# WHAT YOU NEED TO DO
1. In the passage on traffic engineering agents, condense the paragraph beginning "In addition, the agents 130 may implement" into a short bulleted list that keeps its main facts.
2. From the passage on traffic engineering agents, extract the text word for word from "Client 128 may be implemented" up to and including "and the like.".

# PASSAGE GIVEN
Client 128 may be implemented using known hardware and software. For example, the client 128 may be also be implemented on a mobile device, such as a smartphone or tablet, a laptop, and the like.
Agents of the Traffic Engineering System
In some embodiments, the traffic engineering system is coupled to an actual network, such as network 102. Accordingly, as shown in FIG. 1, one or more agents 130 may be installed in various nodes of network 102 and serve as instrumentation for the traffic engineering system.
Agents 130 may be implemented as software running on the components or may be a hardware device coupled to the component. For example, for agents 130 on nodes in network 102, the agents 130 may be SNMP network monitoring agents.
In addition, the agents 130 may implement monitoring instrumentation for Java and .NET framework applications. In one embodiment, the agents 130 implement, among other things, tracing of method calls for various transactions. In particular, in one embodiment, agents 130 may interface known tracing configurations provided by Java and the .NET framework to enable tracing periodically, continuously, or in response to various events. Based on this information, the agents 130 may thus provide information related to end-to-end delay experienced by traffic running across network 102.

# SOURCE DATA
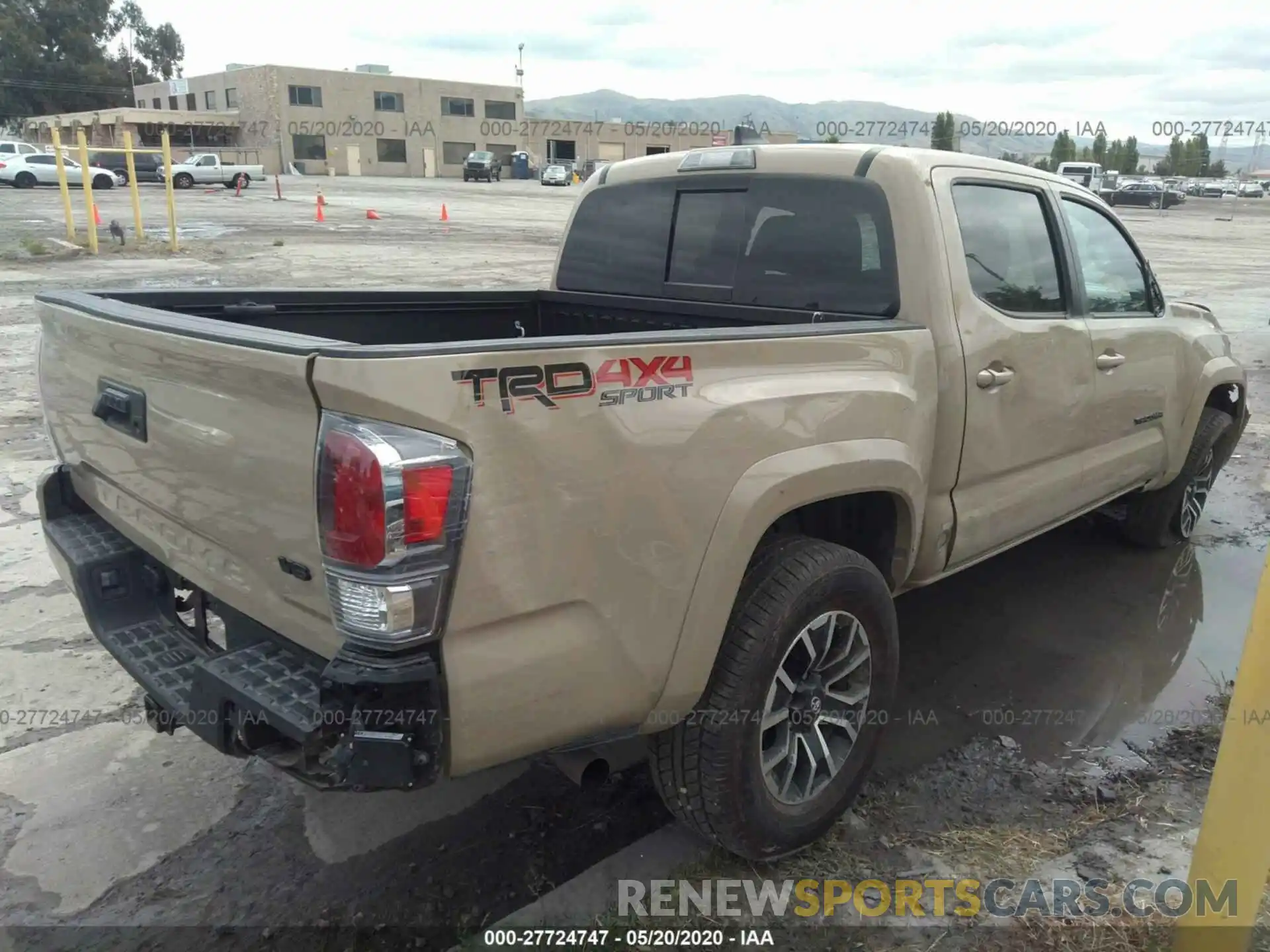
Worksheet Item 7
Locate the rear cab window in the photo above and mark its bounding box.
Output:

# CORRECT ANSWERS
1.
- Agents 130 may implement monitoring instrumentation for Java and .NET framework applications.
- In one embodiment, they trace method calls for various transactions.
- They may interface known tracing configurations provided by Java and the .NET framework to enable tracing periodically, continuously, or in response to various events.
- Based on this information, they may provide information on the end-to-end delay experienced by traffic running across network 102.

2.
Client 128 may be implemented using known hardware and software. For example, the client 128 may be also be implemented on a mobile device, such as a smartphone or tablet, a laptop, and the like.